* WHAT TO PRODUCE *
Reproduce the records below word for word, every line of them, without changing anything.

__________

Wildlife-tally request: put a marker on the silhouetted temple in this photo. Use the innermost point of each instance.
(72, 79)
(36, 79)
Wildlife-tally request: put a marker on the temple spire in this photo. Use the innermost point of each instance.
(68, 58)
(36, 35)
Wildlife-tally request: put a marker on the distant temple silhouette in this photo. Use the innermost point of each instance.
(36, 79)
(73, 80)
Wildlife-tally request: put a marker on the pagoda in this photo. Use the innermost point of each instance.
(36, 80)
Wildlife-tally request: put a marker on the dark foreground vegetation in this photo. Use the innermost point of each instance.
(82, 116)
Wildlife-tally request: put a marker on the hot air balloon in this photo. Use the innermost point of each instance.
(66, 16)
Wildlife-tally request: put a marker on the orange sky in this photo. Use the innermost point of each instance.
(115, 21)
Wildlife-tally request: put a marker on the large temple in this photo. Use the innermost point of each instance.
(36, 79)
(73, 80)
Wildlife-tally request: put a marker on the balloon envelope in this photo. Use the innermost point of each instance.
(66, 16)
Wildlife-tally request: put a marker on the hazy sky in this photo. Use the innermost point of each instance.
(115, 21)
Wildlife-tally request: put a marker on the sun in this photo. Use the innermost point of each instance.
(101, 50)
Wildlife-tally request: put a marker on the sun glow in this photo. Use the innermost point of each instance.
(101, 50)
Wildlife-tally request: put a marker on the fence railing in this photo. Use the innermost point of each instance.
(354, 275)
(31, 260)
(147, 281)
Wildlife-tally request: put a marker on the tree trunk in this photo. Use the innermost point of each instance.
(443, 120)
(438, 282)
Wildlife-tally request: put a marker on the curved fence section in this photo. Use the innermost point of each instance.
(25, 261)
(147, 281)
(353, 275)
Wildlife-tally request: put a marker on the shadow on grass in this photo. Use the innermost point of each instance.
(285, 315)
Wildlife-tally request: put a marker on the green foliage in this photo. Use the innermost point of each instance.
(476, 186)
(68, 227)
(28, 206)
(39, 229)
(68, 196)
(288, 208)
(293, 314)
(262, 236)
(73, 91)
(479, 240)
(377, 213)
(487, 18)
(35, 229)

__________

* EXPECTED OUTPUT *
Wildlife-tally request: put a marker on the silhouetted temple in this photo. Use the innermost point of each instance.
(72, 79)
(36, 79)
Wildlife-tally request: put a marker on the temple spire in this photo. Use the innermost point of each instance.
(68, 58)
(36, 35)
Wildlife-tally request: put a marker on the distant temple silhouette in this photo. Use the innermost point of each instance.
(36, 79)
(73, 80)
Wildlife-tally request: put a marker on the pagoda in this photo. Use the innermost point of each instance.
(36, 80)
Wildlife-tally request: put a marker on the dark foreground vegetation in this photo. Use the innermost point of each instance.
(82, 116)
Wildlife-tally request: put a marker on the hot air balloon in this photo. Use the innermost point of each instance.
(66, 16)
Wildlife-tally request: put a marker on the orange sky in this photo. Use the innermost point of each instance.
(115, 21)
Wildlife-tally request: put a marker on the large temple in this photo. Use the innermost point of each instance.
(36, 79)
(73, 80)
Wildlife-tally request: put a marker on the balloon envelope in this photo. Use the innermost point of each instance.
(66, 16)
Wildlife-tally request: put a marker on the hazy sky in this photo. Use the innermost point of each instance.
(115, 21)
Wildlife-tally request: put a marker on the sun in this photo. Use the innermost point of each instance.
(101, 50)
Wildlife-tally request: put a marker on the sun glow in this photo. Use the innermost point of each instance.
(101, 50)
Wildlife-tally request: put a marker on the fence railing in this photo. Use the innermost point of each instance.
(354, 275)
(31, 260)
(147, 281)
Wildlife-tally request: put a marker on the tree trunk in this photo. Use the innermost point of each instance.
(443, 120)
(438, 282)
Wildlife-tally request: put a marker on the curved fence section in this photo. Use the innermost point of each instance.
(25, 261)
(147, 281)
(353, 275)
Wildlife-tally request: put a marker on the shadow on grass in this photo. Use the innermost point of each instance.
(285, 315)
Wildlife-tally request: put a marker on the green foliage in this photo. Use the innermost point of each instance.
(476, 186)
(68, 227)
(28, 206)
(39, 229)
(68, 196)
(288, 208)
(293, 314)
(262, 236)
(73, 91)
(479, 240)
(377, 213)
(487, 18)
(35, 229)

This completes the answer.